WHAT YOU NEED TO DO ::
Rewrite the claims, starting with "2. A method" and going on through "same electronic display.", replacing "electronic display" with "monitor".

::: TEXT :::

1. A method for assisting a user of a computer system, comprised of at least one electronic display, a user voice input device, and a computer processor with a memory storage, in viewing a plurality of visual objects, the method comprising the method steps of
creating in computer memory a representation of a plurality of visual objects; and
displaying said plurality of visual objects to the user; and
detecting and processing a voice input from a user; and
establishing, whether an information in the voice input matches one or several representations of visual objects comprising said plurality of visual objects; and
displaying visual artifacts highlighting spatial locations of visual object or visual objects, which match the information in the voice input,
whereby highlighting of said matching visual object or visual objects assists the user in carrying our visual search of visual objects of interest.
2. A method of claim 1, wherein both the plurality of displayed visual objects and the highlighting visual artefacts are displayed on a same electronic display.

::: RECORDED DATA :::

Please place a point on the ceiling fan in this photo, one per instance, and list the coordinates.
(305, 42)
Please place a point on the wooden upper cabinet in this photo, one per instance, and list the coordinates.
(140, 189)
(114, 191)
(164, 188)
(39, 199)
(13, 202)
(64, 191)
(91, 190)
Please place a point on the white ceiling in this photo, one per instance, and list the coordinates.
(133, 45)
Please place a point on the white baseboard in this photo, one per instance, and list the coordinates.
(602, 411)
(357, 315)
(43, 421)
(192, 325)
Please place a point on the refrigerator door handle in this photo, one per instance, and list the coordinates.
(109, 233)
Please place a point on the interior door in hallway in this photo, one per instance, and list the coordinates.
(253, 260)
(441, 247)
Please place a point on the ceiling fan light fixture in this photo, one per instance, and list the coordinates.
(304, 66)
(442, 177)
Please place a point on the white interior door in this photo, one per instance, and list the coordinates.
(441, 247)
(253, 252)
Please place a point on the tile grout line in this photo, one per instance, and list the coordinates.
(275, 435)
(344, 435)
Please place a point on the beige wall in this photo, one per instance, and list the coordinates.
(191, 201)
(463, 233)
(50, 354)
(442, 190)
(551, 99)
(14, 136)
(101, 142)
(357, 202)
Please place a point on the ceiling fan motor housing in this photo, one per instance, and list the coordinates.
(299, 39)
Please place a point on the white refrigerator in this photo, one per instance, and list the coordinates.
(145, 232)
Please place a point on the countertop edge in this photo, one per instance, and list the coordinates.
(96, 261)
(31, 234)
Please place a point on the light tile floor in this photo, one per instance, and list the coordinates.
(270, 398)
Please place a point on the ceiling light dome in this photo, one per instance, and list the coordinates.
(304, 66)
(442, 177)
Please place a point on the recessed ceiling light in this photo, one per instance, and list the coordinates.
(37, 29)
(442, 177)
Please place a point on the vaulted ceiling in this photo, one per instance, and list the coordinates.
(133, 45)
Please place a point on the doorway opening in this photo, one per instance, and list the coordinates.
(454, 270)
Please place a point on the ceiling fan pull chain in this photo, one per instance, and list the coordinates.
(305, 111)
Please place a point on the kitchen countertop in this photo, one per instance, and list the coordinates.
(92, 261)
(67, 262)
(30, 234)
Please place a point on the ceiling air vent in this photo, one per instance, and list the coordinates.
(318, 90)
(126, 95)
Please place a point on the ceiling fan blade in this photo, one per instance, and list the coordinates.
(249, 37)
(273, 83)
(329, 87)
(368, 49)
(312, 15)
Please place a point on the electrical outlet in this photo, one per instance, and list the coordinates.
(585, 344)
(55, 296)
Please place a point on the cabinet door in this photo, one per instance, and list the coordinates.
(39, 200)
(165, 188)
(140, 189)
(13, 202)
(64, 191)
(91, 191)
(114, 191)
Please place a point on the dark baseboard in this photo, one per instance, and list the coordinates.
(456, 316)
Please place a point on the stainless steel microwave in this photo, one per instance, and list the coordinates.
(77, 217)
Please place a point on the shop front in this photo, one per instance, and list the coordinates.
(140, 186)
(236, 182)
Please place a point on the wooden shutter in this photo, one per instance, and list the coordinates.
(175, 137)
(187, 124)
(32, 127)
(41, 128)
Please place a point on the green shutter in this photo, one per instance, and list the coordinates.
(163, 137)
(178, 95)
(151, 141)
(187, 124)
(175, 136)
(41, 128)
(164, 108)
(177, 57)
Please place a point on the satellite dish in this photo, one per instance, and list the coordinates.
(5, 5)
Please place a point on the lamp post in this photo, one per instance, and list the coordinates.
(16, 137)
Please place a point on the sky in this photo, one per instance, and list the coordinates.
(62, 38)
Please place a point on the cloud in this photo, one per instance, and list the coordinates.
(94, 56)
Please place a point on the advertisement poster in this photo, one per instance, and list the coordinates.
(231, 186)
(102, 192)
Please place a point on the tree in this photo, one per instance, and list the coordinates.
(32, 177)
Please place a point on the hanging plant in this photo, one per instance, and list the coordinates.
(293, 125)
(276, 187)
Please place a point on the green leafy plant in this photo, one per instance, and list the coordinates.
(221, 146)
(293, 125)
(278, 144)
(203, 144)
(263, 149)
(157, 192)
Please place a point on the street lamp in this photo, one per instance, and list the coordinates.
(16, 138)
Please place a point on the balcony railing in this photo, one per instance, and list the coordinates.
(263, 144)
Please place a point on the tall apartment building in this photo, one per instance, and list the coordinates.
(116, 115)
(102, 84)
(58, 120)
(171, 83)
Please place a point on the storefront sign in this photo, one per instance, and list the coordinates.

:::

RESPONSE FOR THIS EXERCISE ::
2. A method of claim 1, wherein both the plurality of displayed visual objects and the highlighting visual artefacts are displayed on a same monitor.